- [GOAL]
Answer these from the text on implementing a stack using a queue:
1. Which principle does a stack follow?
2. Which operation does the first approach make costly?
3. In the list "1, 5, 3, P, 2, P", what does 'P' mean?

Implementation of Stack using Queue
A stack is a linear data structure that follows the LIFO principle, which means that the element inserted first will be removed last. On the other hand, Queue is a linear data structure that follows the FIFO principle, which means that the added element will be removed first. Now, we will discuss how we can implement the Stack using Queue.
There are two approaches to implement stack using Queue:
- First, we can make the push operation costly.
- Second, we can make the pop operation costly.
First approach: Making a push operation costly
Let’s understand through an example.
Suppose we have a list given below:
1, 5, 3, P, 2, P
In the above list, ‘P’ means that we have to implement the pop operation whereas, the integers 1, 5, 3, and 2 are to be inserted in the stack. We will implement through a Queue. Or we can say that we will implement the push and pop operations through Queue.

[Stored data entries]
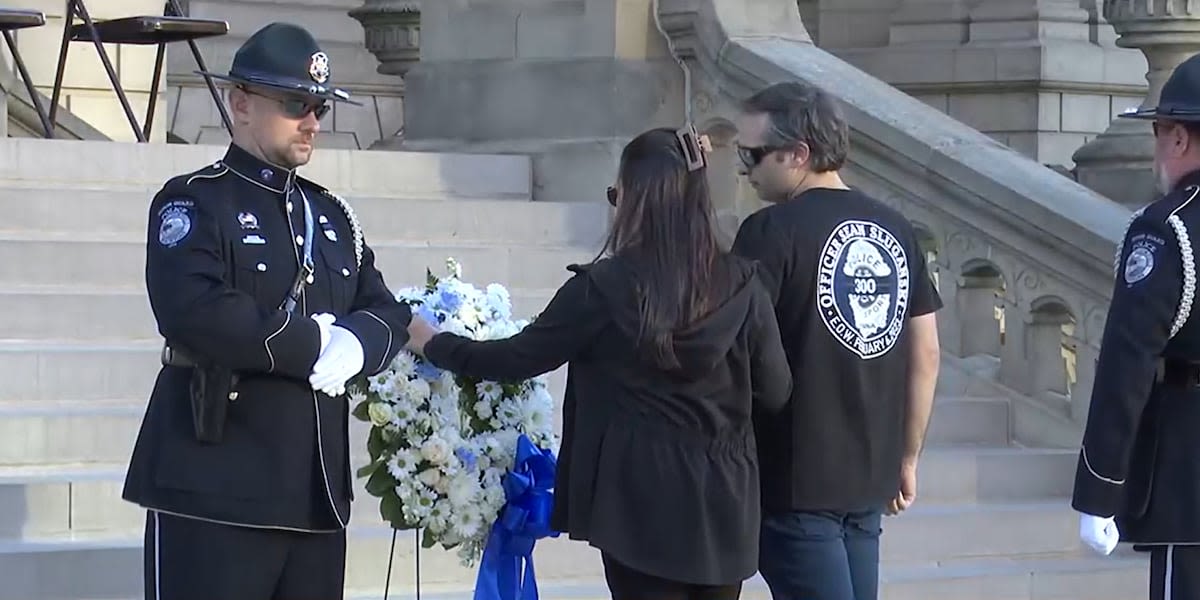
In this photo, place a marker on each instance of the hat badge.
(318, 67)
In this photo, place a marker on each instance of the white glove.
(324, 321)
(340, 361)
(1098, 533)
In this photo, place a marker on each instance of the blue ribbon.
(505, 571)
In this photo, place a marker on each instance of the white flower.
(381, 413)
(436, 450)
(490, 391)
(402, 463)
(484, 409)
(448, 444)
(430, 477)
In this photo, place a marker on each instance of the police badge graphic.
(175, 222)
(863, 287)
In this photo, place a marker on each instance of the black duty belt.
(175, 358)
(1180, 373)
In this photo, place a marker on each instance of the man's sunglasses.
(751, 156)
(298, 108)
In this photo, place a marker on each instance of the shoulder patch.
(863, 287)
(175, 221)
(1144, 249)
(355, 227)
(1139, 264)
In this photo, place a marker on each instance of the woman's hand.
(420, 331)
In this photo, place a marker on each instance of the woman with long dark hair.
(671, 345)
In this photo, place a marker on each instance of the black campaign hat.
(285, 57)
(1180, 100)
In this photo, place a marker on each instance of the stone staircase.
(78, 353)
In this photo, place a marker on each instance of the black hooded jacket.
(658, 467)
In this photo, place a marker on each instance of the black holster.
(211, 389)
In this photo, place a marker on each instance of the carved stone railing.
(1023, 256)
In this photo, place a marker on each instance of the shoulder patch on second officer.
(175, 221)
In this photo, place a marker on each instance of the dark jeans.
(821, 556)
(1174, 573)
(627, 583)
(192, 559)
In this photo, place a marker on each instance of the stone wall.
(87, 90)
(1042, 76)
(195, 118)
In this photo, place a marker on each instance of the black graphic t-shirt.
(846, 275)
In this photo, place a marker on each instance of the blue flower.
(425, 370)
(449, 301)
(467, 457)
(427, 313)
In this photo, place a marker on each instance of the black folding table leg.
(29, 84)
(67, 22)
(111, 71)
(154, 90)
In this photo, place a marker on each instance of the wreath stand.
(391, 556)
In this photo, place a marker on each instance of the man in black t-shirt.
(856, 310)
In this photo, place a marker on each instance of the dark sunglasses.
(751, 156)
(298, 108)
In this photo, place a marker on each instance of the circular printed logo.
(863, 287)
(1139, 264)
(175, 225)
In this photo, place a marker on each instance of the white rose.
(431, 478)
(436, 450)
(381, 413)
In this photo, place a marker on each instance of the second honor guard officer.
(1138, 477)
(269, 301)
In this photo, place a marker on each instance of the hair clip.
(695, 147)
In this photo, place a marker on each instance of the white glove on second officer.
(341, 360)
(1098, 533)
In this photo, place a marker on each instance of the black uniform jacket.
(1140, 457)
(223, 249)
(658, 467)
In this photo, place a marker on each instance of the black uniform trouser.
(1175, 573)
(193, 559)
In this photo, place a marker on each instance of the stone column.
(393, 33)
(930, 22)
(87, 91)
(569, 82)
(1029, 21)
(1119, 163)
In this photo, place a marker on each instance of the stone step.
(48, 371)
(435, 221)
(41, 259)
(112, 568)
(995, 474)
(970, 421)
(1115, 577)
(75, 165)
(936, 533)
(67, 432)
(48, 499)
(121, 313)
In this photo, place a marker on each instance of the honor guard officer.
(1138, 478)
(269, 301)
(856, 310)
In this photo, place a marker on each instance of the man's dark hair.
(802, 113)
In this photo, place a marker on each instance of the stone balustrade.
(1023, 256)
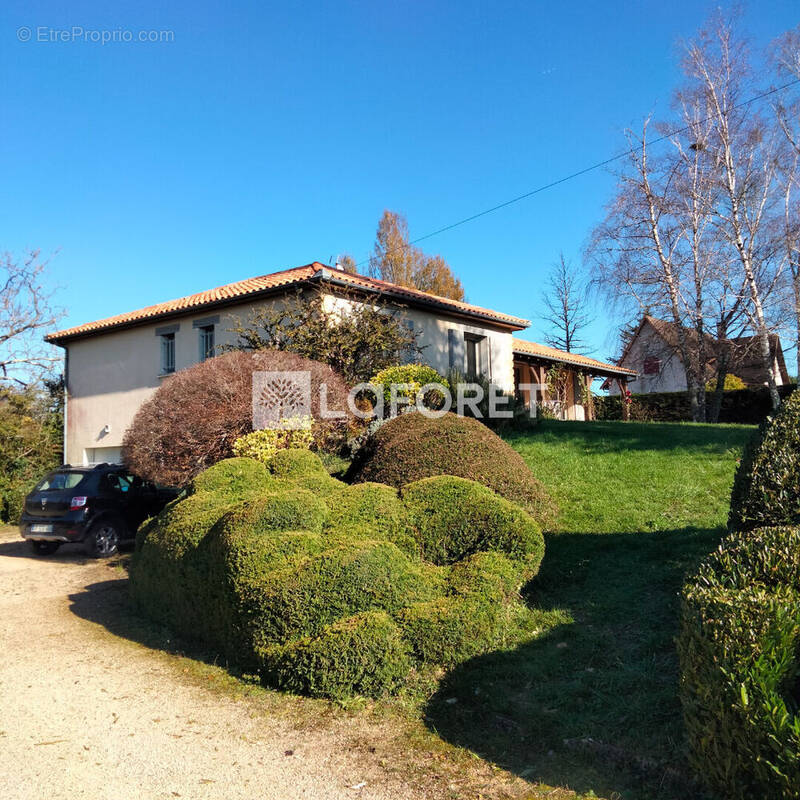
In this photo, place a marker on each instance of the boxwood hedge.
(415, 446)
(739, 648)
(340, 590)
(766, 490)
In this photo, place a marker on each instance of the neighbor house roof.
(252, 288)
(744, 351)
(545, 353)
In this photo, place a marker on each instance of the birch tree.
(565, 299)
(743, 150)
(26, 314)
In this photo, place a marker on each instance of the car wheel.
(44, 548)
(103, 540)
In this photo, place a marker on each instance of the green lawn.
(591, 704)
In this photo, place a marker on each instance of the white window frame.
(206, 341)
(167, 353)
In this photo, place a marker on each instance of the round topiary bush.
(766, 490)
(414, 446)
(337, 592)
(196, 415)
(453, 518)
(739, 649)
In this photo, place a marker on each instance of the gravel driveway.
(87, 714)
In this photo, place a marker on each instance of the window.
(167, 353)
(652, 365)
(58, 481)
(117, 482)
(206, 342)
(474, 363)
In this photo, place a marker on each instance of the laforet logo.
(279, 398)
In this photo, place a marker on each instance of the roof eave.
(322, 275)
(600, 370)
(511, 323)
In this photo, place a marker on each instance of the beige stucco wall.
(110, 375)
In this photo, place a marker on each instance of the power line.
(583, 171)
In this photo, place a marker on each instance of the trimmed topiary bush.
(452, 518)
(766, 490)
(233, 476)
(363, 654)
(413, 446)
(739, 648)
(338, 591)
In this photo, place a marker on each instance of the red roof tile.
(277, 280)
(553, 354)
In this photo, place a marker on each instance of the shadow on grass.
(592, 705)
(614, 437)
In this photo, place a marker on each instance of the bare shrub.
(195, 416)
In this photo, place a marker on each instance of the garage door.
(100, 455)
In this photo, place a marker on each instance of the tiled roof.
(553, 354)
(275, 281)
(744, 352)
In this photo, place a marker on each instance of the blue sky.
(268, 135)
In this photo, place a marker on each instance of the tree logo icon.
(281, 400)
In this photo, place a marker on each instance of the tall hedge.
(766, 489)
(742, 406)
(332, 589)
(739, 649)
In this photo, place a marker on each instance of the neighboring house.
(654, 353)
(112, 366)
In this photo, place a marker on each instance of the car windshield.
(56, 481)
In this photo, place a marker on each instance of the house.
(113, 365)
(567, 395)
(653, 352)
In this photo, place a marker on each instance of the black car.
(100, 506)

- [REPLY TO THE EXERCISE]
1. The LIFO principle.
2. The push operation.
3. It means the pop operation has to be carried out.